### [REQUIRED TASKS]
1. Reproduce without changes the part of the essay on Joaquín Pertierra below that opens with the words containing "It comes as" and closes with "completely by commission.".
2. According to the essay on Joaquín Pertierra below, which book narrated the complex events of his life?
3. Decide whether each statement agrees with the essay on Joaquín Pertierra below, answering yes or no and quoting the words of the essay that settle it. (a) Most of the publishing houses Pertierra worked for have disappeared without a trace. (b) Pertierra worked mainly for publishers in his own country. (c) A blog about his work is called El Enigma Pertierra.

### [DOCUMENT EXCERPT]
***

As I focused on the mysterious figure of Joaquín Pertierra I discovered the legacy of a restless graphic artist who, while faithful to his era, also looked towards the future and whose work brought more question marks to the surface as I uncovered it.

An illustrator by profession and both elusive and sporadic, he developed his work in a myriad of small foreign publishing houses, many of which also shared a liking for independence and instability. The majority of them have disappeared without a trace, with Joaquín’s images the only evidence of their existence.

Knowing the complex events in Joaquín’s life that were narrated in Fernando Marías’s book El silencio se mueve (The Silence Moves), I can’t help but smile, despite shuddering at the distressing cover of Metamorphosis, when perceiving the subtle irony involved in an illustrator drawing a hand defined as The Beast with Five Fingers and can barely discern what he must have felt when illustrating The Prisoner of Zenda or Fallen Angel.

They all share clear compositional distress, a chromatic yell, drawing carved with black. Yet underneath them throbs the intention to whisper a message – this may not simply be a message, but also a confession.

It comes as a surprise to observe how this illustrator, who chose graphic exile by working for a large number of foreign publishers, managed to define a tone and discourse within the narrow limits afforded by work carried out almost completely by commission.

This whole search has caused me to look at myself as an illustrator, to ask myself what style means, what defines it to make it recognisable in different methods, and how it becomes a kind of prison one builds over the years; to me Pertierra is that chalk door prisoners draw on the wall of their cells and cross in their dreams. Today, I’m still figuring out the mystery hidden behind this illustrator – discoveries about his work continue to fuel the blog El Enigma Pertierra (The Pertierra Enigma), featuring album and magazine covers, unpublished illustrations and remarkable documents. This all reflects a time when anonymity, besides being a refuge for many illustrators, was the palpable result of the whole of society’s lack of interest in this ghost profession, still exercised in those years with professionalism and diligence by a handful of admirable spectres.

***

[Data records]
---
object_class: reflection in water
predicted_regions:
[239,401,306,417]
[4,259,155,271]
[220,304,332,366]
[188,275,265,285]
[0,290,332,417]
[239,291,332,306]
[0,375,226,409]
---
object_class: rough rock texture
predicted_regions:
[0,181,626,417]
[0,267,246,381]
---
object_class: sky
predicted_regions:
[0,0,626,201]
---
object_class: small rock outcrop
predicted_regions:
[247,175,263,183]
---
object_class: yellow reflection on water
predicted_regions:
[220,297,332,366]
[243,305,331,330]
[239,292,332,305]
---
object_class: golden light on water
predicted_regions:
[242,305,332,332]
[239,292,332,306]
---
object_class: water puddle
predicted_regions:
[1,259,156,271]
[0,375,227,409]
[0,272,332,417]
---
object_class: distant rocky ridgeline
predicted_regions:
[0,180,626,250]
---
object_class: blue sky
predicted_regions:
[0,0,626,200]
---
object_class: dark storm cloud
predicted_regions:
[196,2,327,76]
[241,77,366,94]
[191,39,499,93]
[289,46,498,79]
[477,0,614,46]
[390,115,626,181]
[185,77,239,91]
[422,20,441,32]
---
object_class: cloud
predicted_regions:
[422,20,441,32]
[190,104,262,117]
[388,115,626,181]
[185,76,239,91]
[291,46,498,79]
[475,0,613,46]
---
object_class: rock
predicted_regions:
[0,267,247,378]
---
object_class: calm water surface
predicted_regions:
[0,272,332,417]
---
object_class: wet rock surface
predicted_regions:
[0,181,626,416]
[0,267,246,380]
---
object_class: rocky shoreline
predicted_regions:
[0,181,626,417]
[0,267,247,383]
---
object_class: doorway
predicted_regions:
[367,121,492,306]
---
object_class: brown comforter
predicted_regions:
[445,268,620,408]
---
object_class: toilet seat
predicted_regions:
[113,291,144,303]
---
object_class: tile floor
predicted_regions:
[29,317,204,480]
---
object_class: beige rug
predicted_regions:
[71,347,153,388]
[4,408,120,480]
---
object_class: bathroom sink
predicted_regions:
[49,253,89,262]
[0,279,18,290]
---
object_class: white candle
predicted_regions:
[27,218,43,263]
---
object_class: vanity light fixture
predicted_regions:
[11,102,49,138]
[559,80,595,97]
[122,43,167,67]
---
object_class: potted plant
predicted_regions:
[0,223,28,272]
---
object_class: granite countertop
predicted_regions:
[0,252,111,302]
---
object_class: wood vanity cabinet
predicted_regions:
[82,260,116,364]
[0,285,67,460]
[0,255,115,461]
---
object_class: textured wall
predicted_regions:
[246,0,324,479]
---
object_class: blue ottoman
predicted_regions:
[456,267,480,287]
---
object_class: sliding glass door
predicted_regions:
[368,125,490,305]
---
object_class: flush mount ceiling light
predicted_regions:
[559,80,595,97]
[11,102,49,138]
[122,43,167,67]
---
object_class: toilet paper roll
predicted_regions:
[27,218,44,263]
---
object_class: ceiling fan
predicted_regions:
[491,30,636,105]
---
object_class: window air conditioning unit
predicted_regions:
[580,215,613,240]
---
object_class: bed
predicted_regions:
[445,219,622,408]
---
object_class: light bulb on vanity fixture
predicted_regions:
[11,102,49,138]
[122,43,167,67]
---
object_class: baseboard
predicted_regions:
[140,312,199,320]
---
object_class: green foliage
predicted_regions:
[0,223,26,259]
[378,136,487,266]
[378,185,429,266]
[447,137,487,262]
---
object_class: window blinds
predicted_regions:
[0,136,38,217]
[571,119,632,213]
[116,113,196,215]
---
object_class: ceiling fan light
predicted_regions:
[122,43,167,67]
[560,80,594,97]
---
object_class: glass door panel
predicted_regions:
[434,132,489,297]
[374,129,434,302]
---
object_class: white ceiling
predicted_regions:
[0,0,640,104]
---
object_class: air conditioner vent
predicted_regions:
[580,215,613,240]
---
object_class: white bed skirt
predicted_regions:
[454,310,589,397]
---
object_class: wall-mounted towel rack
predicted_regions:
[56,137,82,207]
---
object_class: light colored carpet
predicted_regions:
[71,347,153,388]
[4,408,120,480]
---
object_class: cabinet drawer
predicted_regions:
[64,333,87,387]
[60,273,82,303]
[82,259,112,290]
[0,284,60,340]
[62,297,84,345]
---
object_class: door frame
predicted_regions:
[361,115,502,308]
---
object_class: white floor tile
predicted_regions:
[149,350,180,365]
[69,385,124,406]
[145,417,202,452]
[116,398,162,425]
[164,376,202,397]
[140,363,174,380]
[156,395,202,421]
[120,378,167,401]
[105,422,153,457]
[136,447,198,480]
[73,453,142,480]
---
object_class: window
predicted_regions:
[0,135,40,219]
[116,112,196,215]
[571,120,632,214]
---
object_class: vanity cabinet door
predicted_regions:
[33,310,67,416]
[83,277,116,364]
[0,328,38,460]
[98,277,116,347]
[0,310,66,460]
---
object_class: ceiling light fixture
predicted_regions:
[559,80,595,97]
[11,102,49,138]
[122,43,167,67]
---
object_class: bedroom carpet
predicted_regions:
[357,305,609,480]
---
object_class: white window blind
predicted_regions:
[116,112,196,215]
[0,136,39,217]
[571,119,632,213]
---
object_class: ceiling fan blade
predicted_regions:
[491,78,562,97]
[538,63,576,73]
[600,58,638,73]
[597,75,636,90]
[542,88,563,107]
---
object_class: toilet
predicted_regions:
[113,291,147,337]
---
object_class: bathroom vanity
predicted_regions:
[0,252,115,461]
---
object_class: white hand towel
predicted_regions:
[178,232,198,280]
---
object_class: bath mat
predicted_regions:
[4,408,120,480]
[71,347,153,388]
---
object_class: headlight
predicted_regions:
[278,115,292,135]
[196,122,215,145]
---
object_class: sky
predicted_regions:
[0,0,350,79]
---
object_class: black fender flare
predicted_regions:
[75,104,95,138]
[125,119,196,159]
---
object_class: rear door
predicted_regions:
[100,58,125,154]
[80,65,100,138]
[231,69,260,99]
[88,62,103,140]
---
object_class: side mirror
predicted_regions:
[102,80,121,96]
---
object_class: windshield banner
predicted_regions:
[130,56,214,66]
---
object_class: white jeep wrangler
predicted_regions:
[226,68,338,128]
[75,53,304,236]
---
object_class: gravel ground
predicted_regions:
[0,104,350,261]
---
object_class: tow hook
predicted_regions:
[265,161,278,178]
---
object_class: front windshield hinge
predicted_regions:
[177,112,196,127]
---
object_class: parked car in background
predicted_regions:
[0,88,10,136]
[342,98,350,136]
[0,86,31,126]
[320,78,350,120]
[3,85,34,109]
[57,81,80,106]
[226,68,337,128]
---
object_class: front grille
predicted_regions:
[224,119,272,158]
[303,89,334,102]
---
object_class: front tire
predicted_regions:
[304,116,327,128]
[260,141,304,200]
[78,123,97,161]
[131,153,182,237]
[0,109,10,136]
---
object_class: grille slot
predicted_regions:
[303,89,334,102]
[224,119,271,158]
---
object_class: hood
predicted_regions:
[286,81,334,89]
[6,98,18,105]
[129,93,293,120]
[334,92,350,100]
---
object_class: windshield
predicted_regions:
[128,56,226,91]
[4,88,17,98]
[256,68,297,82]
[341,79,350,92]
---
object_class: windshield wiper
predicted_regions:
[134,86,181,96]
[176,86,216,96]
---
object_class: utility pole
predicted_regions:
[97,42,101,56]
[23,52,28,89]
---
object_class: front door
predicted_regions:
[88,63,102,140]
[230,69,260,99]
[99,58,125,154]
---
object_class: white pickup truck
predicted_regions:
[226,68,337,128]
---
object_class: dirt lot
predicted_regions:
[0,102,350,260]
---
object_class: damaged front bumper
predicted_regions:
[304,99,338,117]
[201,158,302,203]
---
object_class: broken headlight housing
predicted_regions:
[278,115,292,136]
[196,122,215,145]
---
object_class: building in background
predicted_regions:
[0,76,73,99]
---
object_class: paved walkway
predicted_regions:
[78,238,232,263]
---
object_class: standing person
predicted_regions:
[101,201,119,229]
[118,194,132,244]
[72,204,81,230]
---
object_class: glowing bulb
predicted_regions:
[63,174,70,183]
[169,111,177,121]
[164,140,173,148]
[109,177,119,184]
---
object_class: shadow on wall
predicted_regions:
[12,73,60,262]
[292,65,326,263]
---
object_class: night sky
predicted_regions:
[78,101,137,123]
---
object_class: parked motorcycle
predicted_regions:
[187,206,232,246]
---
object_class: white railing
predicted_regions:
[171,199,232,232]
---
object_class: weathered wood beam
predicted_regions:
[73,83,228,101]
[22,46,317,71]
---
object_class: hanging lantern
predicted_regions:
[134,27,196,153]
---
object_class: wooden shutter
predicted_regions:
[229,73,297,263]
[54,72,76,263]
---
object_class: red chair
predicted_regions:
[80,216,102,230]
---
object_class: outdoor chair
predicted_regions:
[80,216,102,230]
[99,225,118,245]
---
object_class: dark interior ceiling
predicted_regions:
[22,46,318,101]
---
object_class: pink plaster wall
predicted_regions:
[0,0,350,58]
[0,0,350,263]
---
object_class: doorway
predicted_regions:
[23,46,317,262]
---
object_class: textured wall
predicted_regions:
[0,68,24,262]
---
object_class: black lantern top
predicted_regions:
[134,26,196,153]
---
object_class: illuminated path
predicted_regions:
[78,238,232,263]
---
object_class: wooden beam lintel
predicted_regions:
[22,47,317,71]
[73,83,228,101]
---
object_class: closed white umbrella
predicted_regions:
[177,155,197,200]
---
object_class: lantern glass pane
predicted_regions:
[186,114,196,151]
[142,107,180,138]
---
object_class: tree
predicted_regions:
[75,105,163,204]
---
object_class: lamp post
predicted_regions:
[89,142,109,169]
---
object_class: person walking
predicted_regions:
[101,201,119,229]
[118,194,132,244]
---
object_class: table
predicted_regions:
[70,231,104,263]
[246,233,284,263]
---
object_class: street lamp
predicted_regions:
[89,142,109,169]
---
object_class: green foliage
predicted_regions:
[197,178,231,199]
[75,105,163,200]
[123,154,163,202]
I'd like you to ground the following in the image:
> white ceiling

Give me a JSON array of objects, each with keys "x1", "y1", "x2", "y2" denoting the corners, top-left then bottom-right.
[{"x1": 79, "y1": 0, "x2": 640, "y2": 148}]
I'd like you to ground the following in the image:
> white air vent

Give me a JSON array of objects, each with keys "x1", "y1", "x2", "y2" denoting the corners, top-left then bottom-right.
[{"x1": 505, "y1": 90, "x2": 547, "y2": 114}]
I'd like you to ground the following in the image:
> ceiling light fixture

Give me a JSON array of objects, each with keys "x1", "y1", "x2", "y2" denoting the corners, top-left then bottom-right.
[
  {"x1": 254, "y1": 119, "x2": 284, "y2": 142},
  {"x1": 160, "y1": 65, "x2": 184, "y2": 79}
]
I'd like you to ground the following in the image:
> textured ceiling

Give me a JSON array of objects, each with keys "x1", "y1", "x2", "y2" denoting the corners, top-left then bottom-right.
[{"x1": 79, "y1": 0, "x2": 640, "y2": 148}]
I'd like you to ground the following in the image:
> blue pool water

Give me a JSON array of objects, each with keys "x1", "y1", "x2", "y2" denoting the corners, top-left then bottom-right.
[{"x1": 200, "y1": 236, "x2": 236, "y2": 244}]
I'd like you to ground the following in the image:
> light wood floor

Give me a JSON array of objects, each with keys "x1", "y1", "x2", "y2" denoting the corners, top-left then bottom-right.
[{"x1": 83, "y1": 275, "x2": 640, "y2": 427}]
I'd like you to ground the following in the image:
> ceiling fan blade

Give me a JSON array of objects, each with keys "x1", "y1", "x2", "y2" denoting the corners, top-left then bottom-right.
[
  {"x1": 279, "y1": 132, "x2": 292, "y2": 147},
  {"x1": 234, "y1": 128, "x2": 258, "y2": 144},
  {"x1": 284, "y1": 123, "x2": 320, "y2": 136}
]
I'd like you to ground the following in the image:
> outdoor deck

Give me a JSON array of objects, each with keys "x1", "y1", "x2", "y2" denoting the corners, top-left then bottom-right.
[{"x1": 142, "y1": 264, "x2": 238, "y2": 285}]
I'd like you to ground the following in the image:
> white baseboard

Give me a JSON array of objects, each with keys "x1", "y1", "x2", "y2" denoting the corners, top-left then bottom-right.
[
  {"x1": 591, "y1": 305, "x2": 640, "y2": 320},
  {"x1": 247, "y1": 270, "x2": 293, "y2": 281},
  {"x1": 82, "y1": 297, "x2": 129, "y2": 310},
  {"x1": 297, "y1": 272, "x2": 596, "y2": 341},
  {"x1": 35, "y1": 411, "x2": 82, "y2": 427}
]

***

### [RESULTS BY TASK]
1.
It comes as a surprise to observe how this illustrator, who chose graphic exile by working for a large number of foreign publishers, managed to define a tone and discourse within the narrow limits afforded by work carried out almost completely by commission.

2. Fernando Marías's book El silencio se mueve (The Silence Moves).

3.
(a) Yes: "The majority of them have disappeared without a trace"
(b) No: "chose graphic exile by working for a large number of foreign publishers"
(c) Yes: "continue to fuel the blog El Enigma Pertierra (The Pertierra Enigma)"